═════ RECORDS FOR THIS EXERCISE
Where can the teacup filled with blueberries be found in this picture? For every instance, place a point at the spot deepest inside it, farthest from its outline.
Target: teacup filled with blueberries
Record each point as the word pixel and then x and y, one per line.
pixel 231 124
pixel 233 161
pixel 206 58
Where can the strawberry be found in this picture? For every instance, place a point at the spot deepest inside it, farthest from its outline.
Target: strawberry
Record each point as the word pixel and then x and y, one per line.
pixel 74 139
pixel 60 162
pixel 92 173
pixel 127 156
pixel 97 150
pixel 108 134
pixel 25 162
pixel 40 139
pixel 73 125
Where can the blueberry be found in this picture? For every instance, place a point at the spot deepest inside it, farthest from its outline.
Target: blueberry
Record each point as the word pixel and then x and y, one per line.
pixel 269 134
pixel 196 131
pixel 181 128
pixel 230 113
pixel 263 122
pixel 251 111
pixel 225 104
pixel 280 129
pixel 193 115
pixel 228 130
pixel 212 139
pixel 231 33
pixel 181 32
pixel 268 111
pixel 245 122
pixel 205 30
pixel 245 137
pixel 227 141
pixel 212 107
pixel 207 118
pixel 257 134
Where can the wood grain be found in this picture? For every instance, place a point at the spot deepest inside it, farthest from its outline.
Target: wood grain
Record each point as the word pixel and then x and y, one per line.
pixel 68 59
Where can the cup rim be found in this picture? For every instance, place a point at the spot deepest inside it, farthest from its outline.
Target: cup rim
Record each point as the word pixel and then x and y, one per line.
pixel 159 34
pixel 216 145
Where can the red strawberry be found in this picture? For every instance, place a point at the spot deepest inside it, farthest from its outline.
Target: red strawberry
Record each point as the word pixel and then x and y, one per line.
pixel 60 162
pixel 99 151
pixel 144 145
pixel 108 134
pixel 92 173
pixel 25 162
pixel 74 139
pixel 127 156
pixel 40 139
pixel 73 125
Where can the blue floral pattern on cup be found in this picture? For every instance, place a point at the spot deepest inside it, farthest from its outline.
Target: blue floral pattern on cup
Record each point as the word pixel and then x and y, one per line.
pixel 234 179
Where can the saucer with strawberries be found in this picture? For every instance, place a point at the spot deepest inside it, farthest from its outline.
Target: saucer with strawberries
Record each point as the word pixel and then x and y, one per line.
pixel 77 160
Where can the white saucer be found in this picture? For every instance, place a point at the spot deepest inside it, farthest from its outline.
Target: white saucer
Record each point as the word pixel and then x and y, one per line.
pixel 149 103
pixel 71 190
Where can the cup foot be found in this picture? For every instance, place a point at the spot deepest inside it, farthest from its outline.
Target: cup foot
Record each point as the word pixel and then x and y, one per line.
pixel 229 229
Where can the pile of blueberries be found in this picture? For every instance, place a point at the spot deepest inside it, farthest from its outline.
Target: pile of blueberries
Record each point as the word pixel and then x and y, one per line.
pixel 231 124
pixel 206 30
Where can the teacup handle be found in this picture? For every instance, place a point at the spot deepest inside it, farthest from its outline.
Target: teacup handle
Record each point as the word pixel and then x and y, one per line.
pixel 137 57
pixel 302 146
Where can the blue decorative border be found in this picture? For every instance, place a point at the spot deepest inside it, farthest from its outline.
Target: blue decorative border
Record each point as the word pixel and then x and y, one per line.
══════════
Every line above from the line with "Where can the saucer" to the line with "Where can the white", both included, must be reproduced exactly, and no other line may appear.

RESULT BELOW:
Where can the saucer with strawberries be found in this picture? For every instance, place a point at the spot deepest inside it, farthest from its outline.
Target: saucer with strawberries
Record each point as the word pixel and then x and y, one per line.
pixel 77 160
Where can the white saucer be found in this picture? For every instance, place a point at the spot deepest inside it, farthest from its outline.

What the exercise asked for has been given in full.